▸ Task brief:
Repeat exactly the lines of the listing from the line containing "locate church spire, a point per instance." through its last line, and nothing beyond them.

▸ Records shown:
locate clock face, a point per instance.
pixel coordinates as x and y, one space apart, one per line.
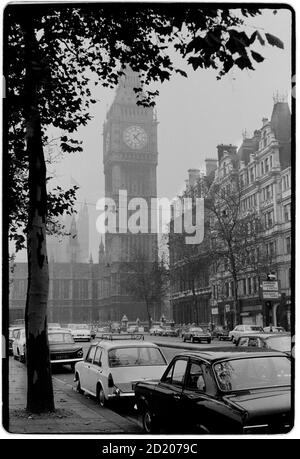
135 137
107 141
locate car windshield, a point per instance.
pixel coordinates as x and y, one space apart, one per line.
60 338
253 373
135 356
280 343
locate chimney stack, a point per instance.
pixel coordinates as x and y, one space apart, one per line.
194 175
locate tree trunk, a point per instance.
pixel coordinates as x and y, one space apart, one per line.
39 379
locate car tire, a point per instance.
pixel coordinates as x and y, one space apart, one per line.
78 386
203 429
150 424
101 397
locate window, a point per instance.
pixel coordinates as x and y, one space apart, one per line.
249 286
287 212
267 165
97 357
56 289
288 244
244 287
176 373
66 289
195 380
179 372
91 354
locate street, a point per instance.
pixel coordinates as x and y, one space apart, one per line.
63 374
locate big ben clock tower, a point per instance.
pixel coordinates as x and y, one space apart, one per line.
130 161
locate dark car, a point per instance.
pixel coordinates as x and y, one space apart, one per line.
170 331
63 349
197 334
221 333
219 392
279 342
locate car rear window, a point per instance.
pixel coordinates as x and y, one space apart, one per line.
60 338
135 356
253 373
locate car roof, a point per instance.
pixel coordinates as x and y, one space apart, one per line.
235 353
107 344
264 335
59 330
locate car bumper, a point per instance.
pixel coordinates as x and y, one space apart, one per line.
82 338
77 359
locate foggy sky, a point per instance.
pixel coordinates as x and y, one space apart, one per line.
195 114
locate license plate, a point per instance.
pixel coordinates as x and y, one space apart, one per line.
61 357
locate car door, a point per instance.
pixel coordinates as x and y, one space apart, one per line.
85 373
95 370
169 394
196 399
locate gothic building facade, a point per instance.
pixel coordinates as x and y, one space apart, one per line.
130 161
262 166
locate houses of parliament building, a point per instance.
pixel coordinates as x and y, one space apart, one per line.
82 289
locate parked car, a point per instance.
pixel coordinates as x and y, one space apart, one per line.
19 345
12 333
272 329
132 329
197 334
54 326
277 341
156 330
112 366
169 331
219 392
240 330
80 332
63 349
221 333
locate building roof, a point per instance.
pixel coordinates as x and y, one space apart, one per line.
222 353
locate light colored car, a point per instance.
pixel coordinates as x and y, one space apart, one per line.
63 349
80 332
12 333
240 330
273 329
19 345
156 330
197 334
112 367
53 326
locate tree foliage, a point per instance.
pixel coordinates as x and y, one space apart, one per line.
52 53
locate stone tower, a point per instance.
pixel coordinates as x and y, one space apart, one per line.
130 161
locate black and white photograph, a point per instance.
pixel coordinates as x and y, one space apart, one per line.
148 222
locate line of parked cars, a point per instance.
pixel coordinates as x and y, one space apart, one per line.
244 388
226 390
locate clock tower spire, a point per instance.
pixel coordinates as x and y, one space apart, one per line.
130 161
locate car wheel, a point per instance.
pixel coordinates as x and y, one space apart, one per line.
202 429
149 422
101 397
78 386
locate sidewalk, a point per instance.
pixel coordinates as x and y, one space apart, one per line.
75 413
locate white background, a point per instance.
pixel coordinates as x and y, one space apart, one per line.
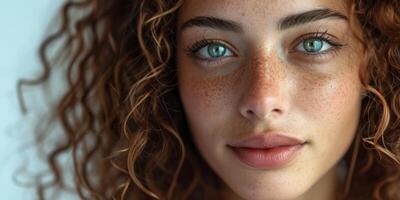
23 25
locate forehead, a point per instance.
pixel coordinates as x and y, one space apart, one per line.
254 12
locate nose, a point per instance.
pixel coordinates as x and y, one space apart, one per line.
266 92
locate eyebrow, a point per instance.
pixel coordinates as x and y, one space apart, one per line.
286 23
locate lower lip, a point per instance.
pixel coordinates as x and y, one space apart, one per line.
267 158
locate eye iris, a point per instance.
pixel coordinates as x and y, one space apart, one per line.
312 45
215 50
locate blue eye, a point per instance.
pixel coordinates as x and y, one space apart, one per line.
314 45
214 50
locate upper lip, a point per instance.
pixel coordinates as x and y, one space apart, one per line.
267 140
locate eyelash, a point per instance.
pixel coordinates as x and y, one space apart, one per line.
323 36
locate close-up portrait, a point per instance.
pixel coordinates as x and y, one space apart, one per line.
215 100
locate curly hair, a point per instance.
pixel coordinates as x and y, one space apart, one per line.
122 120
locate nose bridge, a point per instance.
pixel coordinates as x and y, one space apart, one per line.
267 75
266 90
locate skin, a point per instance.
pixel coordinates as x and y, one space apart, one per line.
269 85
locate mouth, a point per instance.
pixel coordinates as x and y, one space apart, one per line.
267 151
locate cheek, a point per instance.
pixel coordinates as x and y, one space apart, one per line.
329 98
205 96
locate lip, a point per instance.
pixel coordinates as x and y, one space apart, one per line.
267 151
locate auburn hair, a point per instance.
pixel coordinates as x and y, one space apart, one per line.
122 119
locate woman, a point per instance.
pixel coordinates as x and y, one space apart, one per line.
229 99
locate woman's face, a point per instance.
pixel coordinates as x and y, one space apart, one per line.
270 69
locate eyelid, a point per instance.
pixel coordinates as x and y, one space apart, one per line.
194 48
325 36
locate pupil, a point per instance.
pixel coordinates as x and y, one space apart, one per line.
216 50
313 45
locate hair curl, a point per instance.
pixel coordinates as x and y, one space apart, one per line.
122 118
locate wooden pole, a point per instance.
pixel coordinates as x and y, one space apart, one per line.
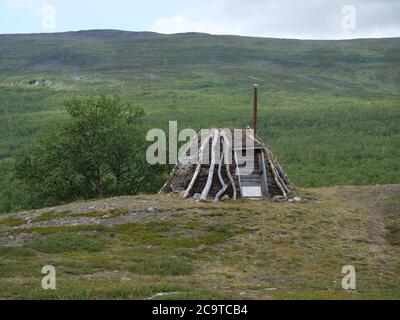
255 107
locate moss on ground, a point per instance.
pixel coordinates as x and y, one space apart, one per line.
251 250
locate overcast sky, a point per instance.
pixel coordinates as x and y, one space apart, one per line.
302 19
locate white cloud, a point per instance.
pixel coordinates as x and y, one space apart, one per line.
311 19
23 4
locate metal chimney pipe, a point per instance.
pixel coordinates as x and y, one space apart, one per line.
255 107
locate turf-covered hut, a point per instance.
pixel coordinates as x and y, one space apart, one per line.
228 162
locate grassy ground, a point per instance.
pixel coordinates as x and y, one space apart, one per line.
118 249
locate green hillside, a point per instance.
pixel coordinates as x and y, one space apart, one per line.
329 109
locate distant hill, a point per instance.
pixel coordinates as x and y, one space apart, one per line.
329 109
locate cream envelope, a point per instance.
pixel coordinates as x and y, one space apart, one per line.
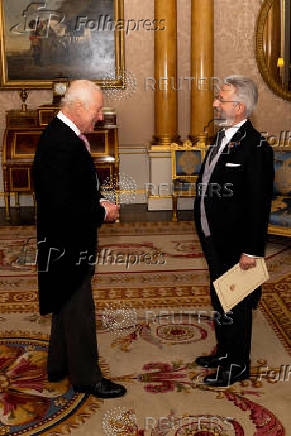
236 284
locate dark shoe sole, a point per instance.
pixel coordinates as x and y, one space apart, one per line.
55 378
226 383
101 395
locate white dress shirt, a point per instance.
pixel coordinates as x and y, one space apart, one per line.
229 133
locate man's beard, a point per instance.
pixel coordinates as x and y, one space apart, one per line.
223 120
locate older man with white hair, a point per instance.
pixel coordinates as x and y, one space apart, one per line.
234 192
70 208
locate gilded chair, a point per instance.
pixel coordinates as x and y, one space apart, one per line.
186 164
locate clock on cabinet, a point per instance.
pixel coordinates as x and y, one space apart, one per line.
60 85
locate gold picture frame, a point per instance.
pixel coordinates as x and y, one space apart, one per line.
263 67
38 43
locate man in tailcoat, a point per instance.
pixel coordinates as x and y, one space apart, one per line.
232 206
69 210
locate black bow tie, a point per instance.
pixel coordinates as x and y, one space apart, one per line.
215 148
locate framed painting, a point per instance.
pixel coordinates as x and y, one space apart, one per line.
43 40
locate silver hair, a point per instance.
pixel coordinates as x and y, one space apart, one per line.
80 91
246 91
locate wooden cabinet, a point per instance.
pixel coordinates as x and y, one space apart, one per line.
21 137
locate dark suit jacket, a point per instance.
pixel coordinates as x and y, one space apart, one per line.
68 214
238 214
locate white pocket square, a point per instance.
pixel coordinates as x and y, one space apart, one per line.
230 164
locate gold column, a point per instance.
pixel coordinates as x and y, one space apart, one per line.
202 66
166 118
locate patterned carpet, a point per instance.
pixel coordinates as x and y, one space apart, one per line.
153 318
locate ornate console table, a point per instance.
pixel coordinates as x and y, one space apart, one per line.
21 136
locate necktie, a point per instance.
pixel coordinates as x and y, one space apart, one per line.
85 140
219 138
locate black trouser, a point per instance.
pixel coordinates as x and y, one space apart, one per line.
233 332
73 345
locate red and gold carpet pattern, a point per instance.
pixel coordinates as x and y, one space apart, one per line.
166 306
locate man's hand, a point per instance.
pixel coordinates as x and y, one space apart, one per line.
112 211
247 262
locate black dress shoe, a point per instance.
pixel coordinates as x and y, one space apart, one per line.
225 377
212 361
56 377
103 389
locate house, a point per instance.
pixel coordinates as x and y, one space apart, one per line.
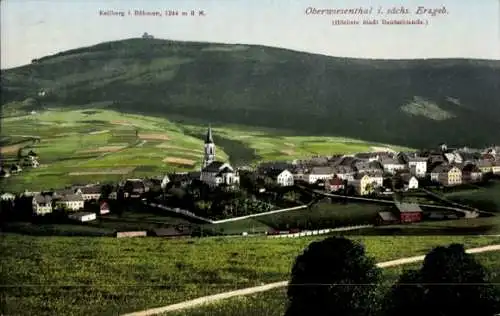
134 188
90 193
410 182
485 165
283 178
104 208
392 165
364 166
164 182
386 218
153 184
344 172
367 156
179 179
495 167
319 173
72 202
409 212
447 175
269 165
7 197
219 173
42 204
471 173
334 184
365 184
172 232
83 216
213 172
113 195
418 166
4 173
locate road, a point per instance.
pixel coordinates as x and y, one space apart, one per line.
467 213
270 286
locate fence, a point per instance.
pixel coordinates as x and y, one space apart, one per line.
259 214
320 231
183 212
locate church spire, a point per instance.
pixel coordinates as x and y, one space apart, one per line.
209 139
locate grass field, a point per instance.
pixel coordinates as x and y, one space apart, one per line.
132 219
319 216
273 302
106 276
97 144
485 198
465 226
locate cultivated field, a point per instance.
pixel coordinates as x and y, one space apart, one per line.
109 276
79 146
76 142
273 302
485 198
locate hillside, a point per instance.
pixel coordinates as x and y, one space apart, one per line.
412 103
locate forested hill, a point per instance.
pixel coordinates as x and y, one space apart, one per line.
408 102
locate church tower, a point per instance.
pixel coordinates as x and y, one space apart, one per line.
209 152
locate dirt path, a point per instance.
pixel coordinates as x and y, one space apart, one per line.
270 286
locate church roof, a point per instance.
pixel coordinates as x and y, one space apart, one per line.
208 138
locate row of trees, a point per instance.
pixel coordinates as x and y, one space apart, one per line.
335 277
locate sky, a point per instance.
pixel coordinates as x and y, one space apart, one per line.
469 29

▸ Result of this task:
locate church spire, a point per instance.
pixel coordinates as x and y, one space apart, one per line.
209 139
locate grass field, a point per instance.
pixel coordinates as x and y, one space apart, one per line.
132 219
319 216
273 302
106 276
97 144
485 198
465 226
locate cultivated field, a point per instance.
pixel coordinates as x and y, one space apart, one per line.
109 276
79 146
76 142
273 302
485 198
locate hillside, a point per instance.
pixel coordinates as x and y, one space apart, one per line.
412 103
locate forested hill, a point per instance.
pixel coordinates as x and y, one space apart, one per line.
408 102
locate church tower, a point per instance.
pixel coordinates as x and y, one space apart, one per line.
209 152
locate dirt path, a point per instance.
pixel coordinates as x and y, one space apart, one per line.
270 286
locate church roof, a point per instance.
pixel coordinates as x and y, one space apart, one per line.
208 138
locate row of trees, a point per instance.
pixel coordinates as x and y, one space apart, one per line.
335 277
locate sky, a point per instance.
pixel coordinates as x and y, one space apart, one per line.
469 29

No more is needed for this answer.